(STATED TASK)
Turn every line of the data below into a row of a Markdown table with the columns Row and Line. Put a running number in Row and the line itself in Line, leaving out any blank lines.

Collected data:
((
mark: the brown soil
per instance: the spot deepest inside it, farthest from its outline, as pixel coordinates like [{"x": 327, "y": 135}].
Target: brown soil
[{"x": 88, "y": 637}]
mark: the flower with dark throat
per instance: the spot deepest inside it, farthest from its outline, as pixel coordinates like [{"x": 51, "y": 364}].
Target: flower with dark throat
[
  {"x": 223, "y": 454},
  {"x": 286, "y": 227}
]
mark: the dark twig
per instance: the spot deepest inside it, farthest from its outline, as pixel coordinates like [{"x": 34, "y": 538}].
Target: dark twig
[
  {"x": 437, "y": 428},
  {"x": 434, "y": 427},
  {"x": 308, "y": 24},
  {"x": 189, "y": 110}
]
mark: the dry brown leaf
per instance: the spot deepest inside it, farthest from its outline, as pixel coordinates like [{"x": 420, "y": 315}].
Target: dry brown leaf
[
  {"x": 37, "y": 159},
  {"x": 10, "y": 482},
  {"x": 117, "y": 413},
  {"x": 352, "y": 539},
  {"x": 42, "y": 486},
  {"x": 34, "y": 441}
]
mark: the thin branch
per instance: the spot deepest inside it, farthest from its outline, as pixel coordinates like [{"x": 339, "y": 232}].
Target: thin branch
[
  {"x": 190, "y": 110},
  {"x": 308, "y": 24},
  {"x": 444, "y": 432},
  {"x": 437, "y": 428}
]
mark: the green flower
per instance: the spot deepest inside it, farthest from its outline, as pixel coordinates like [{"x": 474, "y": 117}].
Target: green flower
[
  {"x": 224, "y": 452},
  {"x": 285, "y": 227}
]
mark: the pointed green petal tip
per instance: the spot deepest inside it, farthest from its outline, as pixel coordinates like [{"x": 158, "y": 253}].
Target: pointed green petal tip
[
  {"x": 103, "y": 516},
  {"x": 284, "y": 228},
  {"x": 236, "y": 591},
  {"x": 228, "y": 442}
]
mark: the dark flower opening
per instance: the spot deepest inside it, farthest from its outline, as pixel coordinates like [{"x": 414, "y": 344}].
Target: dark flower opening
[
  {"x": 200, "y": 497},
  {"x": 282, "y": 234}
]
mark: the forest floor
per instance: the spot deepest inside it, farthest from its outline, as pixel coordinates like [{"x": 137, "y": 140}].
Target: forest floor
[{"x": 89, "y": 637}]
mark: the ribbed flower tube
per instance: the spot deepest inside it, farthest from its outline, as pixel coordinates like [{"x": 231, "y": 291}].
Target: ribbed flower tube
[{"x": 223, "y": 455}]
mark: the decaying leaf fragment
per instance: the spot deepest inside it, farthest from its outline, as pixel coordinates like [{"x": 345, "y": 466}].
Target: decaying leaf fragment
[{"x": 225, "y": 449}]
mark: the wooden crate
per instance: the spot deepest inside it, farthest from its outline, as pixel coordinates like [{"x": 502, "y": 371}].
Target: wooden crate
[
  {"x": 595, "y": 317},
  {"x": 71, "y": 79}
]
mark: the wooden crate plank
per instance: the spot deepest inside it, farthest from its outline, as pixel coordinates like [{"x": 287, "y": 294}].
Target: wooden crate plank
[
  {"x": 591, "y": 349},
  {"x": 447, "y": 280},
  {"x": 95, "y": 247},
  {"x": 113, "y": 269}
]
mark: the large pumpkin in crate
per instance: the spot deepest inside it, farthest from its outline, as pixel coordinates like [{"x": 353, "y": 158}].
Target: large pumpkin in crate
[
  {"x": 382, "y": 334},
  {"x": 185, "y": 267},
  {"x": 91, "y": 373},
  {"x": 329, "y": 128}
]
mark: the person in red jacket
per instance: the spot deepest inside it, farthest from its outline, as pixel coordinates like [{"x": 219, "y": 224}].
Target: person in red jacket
))
(OUTPUT OF THE EXERCISE)
| Row | Line |
|---|---|
| 1 | mark: the brown soil |
| 2 | per instance: the spot deepest inside it, farthest from its outline, as pixel coordinates like [{"x": 327, "y": 135}]. |
| 3 | Target: brown soil |
| 4 | [{"x": 88, "y": 637}] |
| 5 | mark: the flower with dark throat |
| 6 | per instance: the spot deepest inside it, farthest from its outline, as pixel coordinates like [{"x": 51, "y": 364}]. |
| 7 | Target: flower with dark throat |
| 8 | [ |
| 9 |   {"x": 223, "y": 454}, |
| 10 |   {"x": 286, "y": 227} |
| 11 | ] |
| 12 | mark: the dark twig |
| 13 | per instance: the spot deepest inside it, farthest from its outline, as pixel coordinates like [{"x": 34, "y": 538}]. |
| 14 | Target: dark twig |
| 15 | [ |
| 16 |   {"x": 437, "y": 428}, |
| 17 |   {"x": 434, "y": 427}, |
| 18 |   {"x": 308, "y": 24}, |
| 19 |   {"x": 189, "y": 110} |
| 20 | ] |
| 21 | mark: the dry brown leaf |
| 22 | per instance: the spot deepest inside it, farthest from its outline, as pixel coordinates like [{"x": 420, "y": 315}]. |
| 23 | Target: dry brown leaf |
| 24 | [ |
| 25 |   {"x": 37, "y": 159}, |
| 26 |   {"x": 10, "y": 482}, |
| 27 |   {"x": 117, "y": 413}, |
| 28 |   {"x": 352, "y": 539}, |
| 29 |   {"x": 42, "y": 486}, |
| 30 |   {"x": 34, "y": 441} |
| 31 | ] |
| 32 | mark: the thin branch |
| 33 | per instance: the spot deepest inside it, farthest from its outline, as pixel coordinates like [{"x": 339, "y": 232}]. |
| 34 | Target: thin branch |
| 35 | [ |
| 36 |   {"x": 190, "y": 110}, |
| 37 |   {"x": 308, "y": 24}, |
| 38 |   {"x": 444, "y": 432}, |
| 39 |   {"x": 437, "y": 428} |
| 40 | ] |
| 41 | mark: the green flower |
| 42 | per instance: the spot deepest inside it, farthest from its outline, as pixel coordinates like [{"x": 474, "y": 117}]. |
| 43 | Target: green flower |
| 44 | [ |
| 45 |   {"x": 224, "y": 452}, |
| 46 |   {"x": 285, "y": 227} |
| 47 | ] |
| 48 | mark: the pointed green petal tip |
| 49 | per instance: the spot deepest inside it, farthest from its outline, as pixel coordinates like [{"x": 158, "y": 253}]. |
| 50 | Target: pointed green petal tip |
| 51 | [ |
| 52 |   {"x": 103, "y": 516}, |
| 53 |   {"x": 284, "y": 228}, |
| 54 |   {"x": 236, "y": 591}, |
| 55 |   {"x": 228, "y": 442} |
| 56 | ] |
| 57 | mark: the dark flower opening |
| 58 | per instance: the spot deepest inside it, farthest from its outline, as pixel coordinates like [{"x": 414, "y": 344}]. |
| 59 | Target: dark flower opening |
| 60 | [ |
| 61 |   {"x": 200, "y": 497}, |
| 62 |   {"x": 282, "y": 234} |
| 63 | ] |
| 64 | mark: the forest floor |
| 65 | per instance: the spot deepest inside it, farthest from its outline, as pixel coordinates like [{"x": 137, "y": 140}]. |
| 66 | Target: forest floor |
| 67 | [{"x": 89, "y": 637}] |
| 68 | mark: the ribbed flower tube |
| 69 | per instance: the spot deepest inside it, farthest from its outline, as pixel coordinates like [{"x": 231, "y": 291}]. |
| 70 | Target: ribbed flower tube |
| 71 | [{"x": 223, "y": 455}] |
| 72 | mark: the decaying leaf fragment |
| 73 | per instance: the spot deepest inside it, farthest from its outline, as pixel coordinates like [{"x": 345, "y": 466}]. |
| 74 | Target: decaying leaf fragment |
| 75 | [{"x": 225, "y": 449}] |
| 76 | mark: the wooden crate |
| 77 | per instance: the spot deepest inside it, farthest from its outline, as pixel coordinates like [{"x": 502, "y": 371}]. |
| 78 | Target: wooden crate |
| 79 | [ |
| 80 |   {"x": 595, "y": 317}, |
| 81 |   {"x": 71, "y": 79} |
| 82 | ] |
| 83 | mark: the wooden crate plank |
| 84 | per instance: the spot deepest inside it, farthest from its outline, as pixel coordinates like [{"x": 287, "y": 294}]. |
| 85 | Target: wooden crate plank |
| 86 | [ |
| 87 |   {"x": 591, "y": 349}, |
| 88 |   {"x": 447, "y": 280}, |
| 89 |   {"x": 95, "y": 247}, |
| 90 |   {"x": 113, "y": 269} |
| 91 | ] |
| 92 | mark: the large pumpkin in crate |
| 93 | per instance: the spot deepest inside it, farthest from its outline, as pixel coordinates like [{"x": 353, "y": 158}]. |
| 94 | Target: large pumpkin in crate |
| 95 | [ |
| 96 |   {"x": 382, "y": 334}, |
| 97 |   {"x": 185, "y": 267}, |
| 98 |   {"x": 91, "y": 373}, |
| 99 |   {"x": 329, "y": 128} |
| 100 | ] |
| 101 | mark: the person in red jacket |
| 102 | per instance: the spot deepest inside it, farthest from its outline, as pixel coordinates like [{"x": 219, "y": 224}]. |
| 103 | Target: person in red jacket |